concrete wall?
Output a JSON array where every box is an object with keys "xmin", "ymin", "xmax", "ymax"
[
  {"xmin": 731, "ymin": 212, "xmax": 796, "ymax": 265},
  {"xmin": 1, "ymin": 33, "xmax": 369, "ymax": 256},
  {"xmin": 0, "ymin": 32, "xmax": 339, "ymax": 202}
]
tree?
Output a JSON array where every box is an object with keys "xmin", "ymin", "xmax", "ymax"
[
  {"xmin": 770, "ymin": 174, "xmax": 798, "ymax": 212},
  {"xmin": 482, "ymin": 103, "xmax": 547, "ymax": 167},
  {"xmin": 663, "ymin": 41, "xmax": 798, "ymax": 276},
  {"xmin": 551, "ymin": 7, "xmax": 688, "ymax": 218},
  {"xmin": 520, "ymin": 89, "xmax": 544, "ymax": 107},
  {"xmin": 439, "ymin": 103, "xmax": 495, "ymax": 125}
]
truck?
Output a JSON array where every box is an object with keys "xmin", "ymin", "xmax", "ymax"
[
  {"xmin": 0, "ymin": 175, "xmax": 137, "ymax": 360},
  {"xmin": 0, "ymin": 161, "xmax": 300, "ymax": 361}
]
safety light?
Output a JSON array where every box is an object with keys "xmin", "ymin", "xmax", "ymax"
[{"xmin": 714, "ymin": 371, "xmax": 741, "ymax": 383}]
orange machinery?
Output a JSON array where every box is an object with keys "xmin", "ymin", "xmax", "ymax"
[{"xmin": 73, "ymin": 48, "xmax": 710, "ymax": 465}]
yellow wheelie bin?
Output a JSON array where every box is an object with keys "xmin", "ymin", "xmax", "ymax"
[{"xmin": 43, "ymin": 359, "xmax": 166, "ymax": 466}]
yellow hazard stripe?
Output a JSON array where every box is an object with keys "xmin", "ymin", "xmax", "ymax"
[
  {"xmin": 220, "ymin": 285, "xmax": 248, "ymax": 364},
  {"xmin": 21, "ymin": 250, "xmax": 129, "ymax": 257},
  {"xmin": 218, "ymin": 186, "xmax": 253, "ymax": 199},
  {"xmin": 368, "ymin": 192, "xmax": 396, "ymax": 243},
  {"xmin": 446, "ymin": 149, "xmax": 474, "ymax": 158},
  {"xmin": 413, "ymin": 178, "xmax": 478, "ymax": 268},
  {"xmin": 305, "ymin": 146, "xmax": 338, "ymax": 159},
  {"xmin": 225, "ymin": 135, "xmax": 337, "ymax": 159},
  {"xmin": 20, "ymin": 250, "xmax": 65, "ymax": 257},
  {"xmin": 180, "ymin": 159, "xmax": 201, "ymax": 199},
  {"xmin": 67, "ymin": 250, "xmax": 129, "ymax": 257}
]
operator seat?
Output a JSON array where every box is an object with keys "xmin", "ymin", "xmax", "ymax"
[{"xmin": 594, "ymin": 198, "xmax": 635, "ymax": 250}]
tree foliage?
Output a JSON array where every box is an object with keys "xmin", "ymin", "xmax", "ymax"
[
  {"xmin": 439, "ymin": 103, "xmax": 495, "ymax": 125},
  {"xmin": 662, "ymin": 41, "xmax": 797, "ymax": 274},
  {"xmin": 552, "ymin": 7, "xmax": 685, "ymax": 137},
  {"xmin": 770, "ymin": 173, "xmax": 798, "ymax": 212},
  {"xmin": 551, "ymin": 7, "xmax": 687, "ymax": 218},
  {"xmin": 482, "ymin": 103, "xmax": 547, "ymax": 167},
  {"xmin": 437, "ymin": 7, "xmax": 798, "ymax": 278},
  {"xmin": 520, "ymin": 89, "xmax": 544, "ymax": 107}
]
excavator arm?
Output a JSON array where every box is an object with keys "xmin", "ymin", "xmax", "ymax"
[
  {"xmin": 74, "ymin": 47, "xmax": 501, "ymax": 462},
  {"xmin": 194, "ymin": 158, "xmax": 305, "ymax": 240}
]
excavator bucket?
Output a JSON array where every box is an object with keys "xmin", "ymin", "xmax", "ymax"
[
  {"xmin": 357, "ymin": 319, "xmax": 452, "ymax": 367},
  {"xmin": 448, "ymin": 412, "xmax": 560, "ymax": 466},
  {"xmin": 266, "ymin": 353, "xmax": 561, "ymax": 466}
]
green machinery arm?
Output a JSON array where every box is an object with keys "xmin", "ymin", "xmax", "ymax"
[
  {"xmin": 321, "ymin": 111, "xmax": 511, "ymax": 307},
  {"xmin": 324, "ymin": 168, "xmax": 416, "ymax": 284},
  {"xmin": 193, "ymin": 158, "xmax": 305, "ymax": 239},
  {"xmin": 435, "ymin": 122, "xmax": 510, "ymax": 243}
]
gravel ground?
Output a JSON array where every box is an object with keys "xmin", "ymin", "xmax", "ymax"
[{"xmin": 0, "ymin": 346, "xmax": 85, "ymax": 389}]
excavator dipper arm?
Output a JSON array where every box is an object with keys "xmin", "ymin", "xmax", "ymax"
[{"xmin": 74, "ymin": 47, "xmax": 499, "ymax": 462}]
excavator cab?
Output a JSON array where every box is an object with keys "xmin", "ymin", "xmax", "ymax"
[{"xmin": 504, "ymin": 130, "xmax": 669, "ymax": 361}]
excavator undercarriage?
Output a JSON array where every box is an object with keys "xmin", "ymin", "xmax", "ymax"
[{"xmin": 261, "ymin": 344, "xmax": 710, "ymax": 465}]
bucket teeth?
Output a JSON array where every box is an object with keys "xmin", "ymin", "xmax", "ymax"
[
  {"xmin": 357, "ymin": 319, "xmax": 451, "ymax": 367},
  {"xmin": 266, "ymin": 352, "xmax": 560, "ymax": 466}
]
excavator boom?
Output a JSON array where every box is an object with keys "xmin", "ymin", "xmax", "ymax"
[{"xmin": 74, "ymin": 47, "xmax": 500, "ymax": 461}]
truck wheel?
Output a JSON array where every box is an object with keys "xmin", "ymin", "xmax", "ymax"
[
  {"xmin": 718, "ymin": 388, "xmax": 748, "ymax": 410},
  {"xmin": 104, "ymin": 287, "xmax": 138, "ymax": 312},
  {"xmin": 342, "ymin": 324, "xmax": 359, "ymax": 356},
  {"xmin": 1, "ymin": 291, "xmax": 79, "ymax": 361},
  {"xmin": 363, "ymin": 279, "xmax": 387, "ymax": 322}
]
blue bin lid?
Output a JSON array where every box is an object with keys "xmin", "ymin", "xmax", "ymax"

......

Could you retype all of the material word for word?

concrete wall?
Output a JSON array where every box is an object with keys "xmin", "ymin", "xmax", "ymax"
[
  {"xmin": 731, "ymin": 212, "xmax": 796, "ymax": 265},
  {"xmin": 1, "ymin": 33, "xmax": 369, "ymax": 256},
  {"xmin": 0, "ymin": 32, "xmax": 339, "ymax": 202}
]
tree?
Output a JSON array where every box is an object with keys "xmin", "ymin", "xmax", "ymax"
[
  {"xmin": 770, "ymin": 174, "xmax": 798, "ymax": 212},
  {"xmin": 482, "ymin": 103, "xmax": 547, "ymax": 167},
  {"xmin": 663, "ymin": 41, "xmax": 798, "ymax": 276},
  {"xmin": 551, "ymin": 7, "xmax": 688, "ymax": 218},
  {"xmin": 520, "ymin": 89, "xmax": 544, "ymax": 107},
  {"xmin": 439, "ymin": 103, "xmax": 495, "ymax": 125}
]
truck?
Output a JSON array where every box is an object with keys "xmin", "ymin", "xmax", "ymax"
[
  {"xmin": 0, "ymin": 175, "xmax": 137, "ymax": 360},
  {"xmin": 0, "ymin": 161, "xmax": 300, "ymax": 361}
]
safety light?
Output a JSON array where every box is an object with keys "xmin", "ymin", "xmax", "ymax"
[{"xmin": 714, "ymin": 371, "xmax": 741, "ymax": 383}]
orange machinery?
Output a JSON array where every box is an object with keys "xmin", "ymin", "xmax", "ymax"
[{"xmin": 73, "ymin": 48, "xmax": 710, "ymax": 465}]
yellow wheelie bin?
Output a JSON array where every box is an object with keys "xmin", "ymin", "xmax", "ymax"
[{"xmin": 43, "ymin": 359, "xmax": 166, "ymax": 466}]
yellow hazard stripe?
Output a JSON array where every box is an object with keys "xmin", "ymin", "xmax", "ymax"
[
  {"xmin": 220, "ymin": 285, "xmax": 248, "ymax": 364},
  {"xmin": 21, "ymin": 250, "xmax": 129, "ymax": 257},
  {"xmin": 218, "ymin": 186, "xmax": 253, "ymax": 199},
  {"xmin": 368, "ymin": 192, "xmax": 396, "ymax": 243},
  {"xmin": 446, "ymin": 149, "xmax": 474, "ymax": 158},
  {"xmin": 413, "ymin": 178, "xmax": 478, "ymax": 268},
  {"xmin": 305, "ymin": 146, "xmax": 338, "ymax": 159},
  {"xmin": 225, "ymin": 135, "xmax": 337, "ymax": 159},
  {"xmin": 20, "ymin": 250, "xmax": 65, "ymax": 257},
  {"xmin": 180, "ymin": 159, "xmax": 201, "ymax": 199},
  {"xmin": 67, "ymin": 250, "xmax": 129, "ymax": 257}
]
operator seat?
Output a JSON array where every box is an object with keys "xmin", "ymin", "xmax", "ymax"
[{"xmin": 594, "ymin": 198, "xmax": 635, "ymax": 250}]
tree foliage?
Output a JSON array where every box is an object with keys "xmin", "ymin", "xmax", "ymax"
[
  {"xmin": 439, "ymin": 103, "xmax": 495, "ymax": 125},
  {"xmin": 662, "ymin": 41, "xmax": 797, "ymax": 274},
  {"xmin": 552, "ymin": 7, "xmax": 685, "ymax": 137},
  {"xmin": 770, "ymin": 173, "xmax": 798, "ymax": 212},
  {"xmin": 551, "ymin": 7, "xmax": 687, "ymax": 218},
  {"xmin": 482, "ymin": 103, "xmax": 547, "ymax": 167},
  {"xmin": 437, "ymin": 7, "xmax": 798, "ymax": 278},
  {"xmin": 520, "ymin": 89, "xmax": 544, "ymax": 107}
]
excavator arm?
Output a JSON array where every box is an object with keys "xmin", "ymin", "xmax", "ymax"
[
  {"xmin": 74, "ymin": 47, "xmax": 501, "ymax": 462},
  {"xmin": 194, "ymin": 158, "xmax": 305, "ymax": 240}
]
excavator bucket?
Output a JSON array where every box is an object with keys "xmin", "ymin", "xmax", "ymax"
[
  {"xmin": 357, "ymin": 319, "xmax": 452, "ymax": 367},
  {"xmin": 448, "ymin": 412, "xmax": 560, "ymax": 466},
  {"xmin": 266, "ymin": 353, "xmax": 561, "ymax": 466}
]
green machinery arm?
Output a JSON array where every box is an object with keys "xmin", "ymin", "xmax", "ymax"
[
  {"xmin": 321, "ymin": 111, "xmax": 511, "ymax": 307},
  {"xmin": 324, "ymin": 168, "xmax": 416, "ymax": 284},
  {"xmin": 193, "ymin": 158, "xmax": 305, "ymax": 239},
  {"xmin": 435, "ymin": 122, "xmax": 510, "ymax": 243}
]
gravel ground?
Output a JSON array where every box is an object with keys "xmin", "ymin", "xmax", "ymax"
[{"xmin": 0, "ymin": 346, "xmax": 85, "ymax": 389}]
excavator dipper arm?
Output a JSON array where every box is an object with keys "xmin", "ymin", "xmax", "ymax"
[{"xmin": 74, "ymin": 47, "xmax": 499, "ymax": 462}]
excavator cab?
Output a JSON array where every box is an object with keys "xmin", "ymin", "xmax", "ymax"
[{"xmin": 504, "ymin": 130, "xmax": 669, "ymax": 361}]
excavator undercarriage?
Output a JSON array where every box is an object with keys "xmin", "ymin", "xmax", "ymax"
[{"xmin": 261, "ymin": 344, "xmax": 710, "ymax": 465}]
bucket teeth?
Output a JSON array where every box is an object with keys "xmin", "ymin", "xmax", "ymax"
[
  {"xmin": 357, "ymin": 319, "xmax": 451, "ymax": 367},
  {"xmin": 266, "ymin": 352, "xmax": 560, "ymax": 466}
]
excavator boom?
Output a JSON array where every box is an object with keys "xmin", "ymin", "xmax", "ymax"
[{"xmin": 74, "ymin": 47, "xmax": 500, "ymax": 461}]
truck wheel?
Output a JSON array where every box is an object with keys "xmin", "ymin", "xmax", "ymax"
[
  {"xmin": 718, "ymin": 388, "xmax": 748, "ymax": 410},
  {"xmin": 104, "ymin": 287, "xmax": 138, "ymax": 312},
  {"xmin": 342, "ymin": 324, "xmax": 359, "ymax": 356},
  {"xmin": 1, "ymin": 291, "xmax": 79, "ymax": 361},
  {"xmin": 363, "ymin": 279, "xmax": 387, "ymax": 322}
]
blue bin lid?
Output a JSON array where every box is an object with keys "xmin", "ymin", "xmax", "ymax"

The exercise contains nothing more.